BEGIN TEXT FOR ANALYSIS

If you know someone who’s getting ready to go into surgery, consider holding off on the get-well-soon balloons, and start looking for a good massage therapist instead. A new study published in the December issue of the American Medical Association’s Archives of Surgery found that massage, in conjunction with regular pain medication, significantly improved patient pain and anxiety after major surgery.
The study, which was funded by the Department of Veterans Affairs (VA) and lasted from 2003 to 2005, involved 605 veterans — most of whom were white men with an average age of 64, who had chest or abdominal surgery. All patients received routine postoperative care. Two experimental groups, however, received additional individual attention from a massage therapist: One group got a 20-minute visit, during which the patient and the therapist talked but no massage was given, and another group received a 20-minute back massage for up to five days following their operations. The massage group, the study found, reported markedly less intense and less unpleasant pain and less anxiety than patients who got standard pain medication or individual attention but no massage. Dr. Daniel Hinshaw, a surgeon in the VA Ann Arbor Healthcare System and one of the study’s co-authors, says that when asked a day after surgery, some patients reported that massage delivered about as much pain relief as a dose from a morphine drip. Hinshaw suggests that massage functions by creating a competing sensation to block pain or by generating endorphin-like chemicals in the body, which reduce pain and promote a sense of well-being. He also notes the crucial — and often forgotten — role of touch in medicine: Human touch can help alleviate anxiety and ease pain. “Patients crave contact,” says Hinshaw. “They want some kind of comforting presence.”
The new findings come at the end of an eventful year for massage-therapy research. In March, researchers at the University of California, San Francisco, School of Medicine’s Osher Center for Integrative Medicine published a study finding that Swedish massage, shiatsu foot massage, and acupuncture helped reduce pain and depression in postoperative cancer patients. An October 2007 pilot study by the Mayo Clinic showed that massage significantly reduced pain levels in patients recovering from heart surgery, prompting the internationally renowned treatment center to bring a full-time massage therapist onboard. That same month, the American Massage Therapy Association published a survey in which 30% of all respondents who had received a massage in the last five years did so for medical reasons — including pain relief, injury recovery, soreness and control of migraines — compared with 22% who sought relaxation and 13% who were merely indulging themselves. The survey also found that nearly one in five respondents had discussed massage therapy with their doctors, and of those who did, the majority said their doctors had encouraged them try it.
Of course, massage is hardly a breakthrough treatment — it’s been used for centuries in traditional healing. The UCLA Center for East-West Medicine, which has incorporated traditional Chinese medicine (TCM) and western medicine since 1993, uses massage for most of its 14,000 or so patients each year, who come for treatment of conditions ranging from post-surgical pain to migraines. Dr. Ka-Kit Hui, the center’s founder and director, says massage is safe and effective across the board, reflecting one of the core concepts of TCM: using physical methods to help stimulate the body to correct its own chemical flow. “Muscle spasm is not normal,” says Hui, whether it’s in a recovering cancer patient or an insomniac. “When you take care of that, other conditions can be helped.”

END TEXT FOR ANALYSIS

WHAT TO WORK ON:
From the article on massage after surgery, return the stretch from "If you know" through "after major surgery.", copied word for word.

BEGIN RECORDS SUPPLIED

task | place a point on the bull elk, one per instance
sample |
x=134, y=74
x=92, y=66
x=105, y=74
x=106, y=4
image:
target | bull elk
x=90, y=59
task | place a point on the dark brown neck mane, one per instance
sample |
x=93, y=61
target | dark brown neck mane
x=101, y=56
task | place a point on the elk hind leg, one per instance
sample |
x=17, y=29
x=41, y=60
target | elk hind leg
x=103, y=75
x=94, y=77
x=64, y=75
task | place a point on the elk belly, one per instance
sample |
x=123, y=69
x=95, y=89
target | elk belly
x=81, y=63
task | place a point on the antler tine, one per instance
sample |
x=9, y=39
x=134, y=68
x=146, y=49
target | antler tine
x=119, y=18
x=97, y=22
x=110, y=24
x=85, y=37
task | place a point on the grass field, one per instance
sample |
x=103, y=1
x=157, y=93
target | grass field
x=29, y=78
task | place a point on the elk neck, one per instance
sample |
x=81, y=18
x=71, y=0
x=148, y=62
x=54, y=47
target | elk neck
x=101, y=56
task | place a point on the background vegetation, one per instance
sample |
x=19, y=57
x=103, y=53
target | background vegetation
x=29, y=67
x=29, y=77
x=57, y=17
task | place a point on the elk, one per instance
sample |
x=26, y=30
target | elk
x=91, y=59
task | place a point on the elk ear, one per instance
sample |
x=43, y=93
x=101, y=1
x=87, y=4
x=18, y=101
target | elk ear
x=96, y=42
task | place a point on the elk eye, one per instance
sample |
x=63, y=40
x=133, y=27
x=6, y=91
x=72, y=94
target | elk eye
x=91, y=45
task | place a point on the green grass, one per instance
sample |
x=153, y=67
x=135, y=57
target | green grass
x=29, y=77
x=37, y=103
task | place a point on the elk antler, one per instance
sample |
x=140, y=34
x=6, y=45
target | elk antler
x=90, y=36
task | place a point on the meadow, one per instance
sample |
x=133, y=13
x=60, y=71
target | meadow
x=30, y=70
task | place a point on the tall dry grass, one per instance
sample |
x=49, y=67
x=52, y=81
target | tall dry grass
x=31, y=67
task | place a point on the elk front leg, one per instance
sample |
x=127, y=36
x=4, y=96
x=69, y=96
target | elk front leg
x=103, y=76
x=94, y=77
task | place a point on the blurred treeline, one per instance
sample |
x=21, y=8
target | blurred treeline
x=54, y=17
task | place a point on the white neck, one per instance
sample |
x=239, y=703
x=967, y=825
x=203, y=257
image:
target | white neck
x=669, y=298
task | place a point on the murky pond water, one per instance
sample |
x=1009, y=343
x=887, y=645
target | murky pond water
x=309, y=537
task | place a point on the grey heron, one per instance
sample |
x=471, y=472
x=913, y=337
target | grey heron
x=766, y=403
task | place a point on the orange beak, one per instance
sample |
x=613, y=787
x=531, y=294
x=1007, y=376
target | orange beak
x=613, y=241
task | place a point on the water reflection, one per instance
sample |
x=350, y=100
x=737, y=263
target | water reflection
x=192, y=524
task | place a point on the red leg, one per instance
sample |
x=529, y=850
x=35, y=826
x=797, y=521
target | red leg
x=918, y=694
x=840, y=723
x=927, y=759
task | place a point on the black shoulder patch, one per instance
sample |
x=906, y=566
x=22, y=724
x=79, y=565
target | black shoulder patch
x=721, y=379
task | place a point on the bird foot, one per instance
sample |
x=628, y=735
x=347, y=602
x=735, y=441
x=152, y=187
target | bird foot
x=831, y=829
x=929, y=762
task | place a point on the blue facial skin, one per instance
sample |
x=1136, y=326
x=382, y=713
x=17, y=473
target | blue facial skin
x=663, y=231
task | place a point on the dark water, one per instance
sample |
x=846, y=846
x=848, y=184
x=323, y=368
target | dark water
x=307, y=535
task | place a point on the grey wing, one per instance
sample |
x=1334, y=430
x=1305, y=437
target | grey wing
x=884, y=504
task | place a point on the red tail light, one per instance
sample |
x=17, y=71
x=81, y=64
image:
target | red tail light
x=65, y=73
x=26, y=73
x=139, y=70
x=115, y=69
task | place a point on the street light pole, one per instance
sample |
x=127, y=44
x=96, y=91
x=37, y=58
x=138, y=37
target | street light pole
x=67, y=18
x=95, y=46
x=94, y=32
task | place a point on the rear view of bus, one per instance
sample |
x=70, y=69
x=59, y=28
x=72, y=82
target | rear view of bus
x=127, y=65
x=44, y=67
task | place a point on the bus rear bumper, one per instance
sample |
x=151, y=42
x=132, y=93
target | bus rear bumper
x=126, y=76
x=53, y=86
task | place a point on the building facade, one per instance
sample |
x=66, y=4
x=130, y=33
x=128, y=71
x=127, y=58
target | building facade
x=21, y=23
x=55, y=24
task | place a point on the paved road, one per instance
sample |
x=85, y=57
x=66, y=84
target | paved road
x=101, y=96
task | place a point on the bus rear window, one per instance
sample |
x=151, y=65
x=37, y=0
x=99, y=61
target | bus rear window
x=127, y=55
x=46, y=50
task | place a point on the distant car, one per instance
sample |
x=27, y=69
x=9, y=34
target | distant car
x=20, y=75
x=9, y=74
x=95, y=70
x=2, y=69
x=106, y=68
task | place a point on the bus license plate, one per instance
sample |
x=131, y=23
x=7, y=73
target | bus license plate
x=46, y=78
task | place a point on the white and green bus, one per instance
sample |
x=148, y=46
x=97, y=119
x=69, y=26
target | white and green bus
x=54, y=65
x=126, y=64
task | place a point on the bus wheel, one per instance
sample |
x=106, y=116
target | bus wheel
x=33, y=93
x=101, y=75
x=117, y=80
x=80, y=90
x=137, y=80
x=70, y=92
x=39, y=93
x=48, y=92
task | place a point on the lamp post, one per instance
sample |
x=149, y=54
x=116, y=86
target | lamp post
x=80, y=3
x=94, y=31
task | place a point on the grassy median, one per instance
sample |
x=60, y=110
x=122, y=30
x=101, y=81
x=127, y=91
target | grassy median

END RECORDS SUPPLIED

ANSWER TO THIS PROBLEM:
If you know someone who’s getting ready to go into surgery, consider holding off on the get-well-soon balloons, and start looking for a good massage therapist instead. A new study published in the December issue of the American Medical Association’s Archives of Surgery found that massage, in conjunction with regular pain medication, significantly improved patient pain and anxiety after major surgery.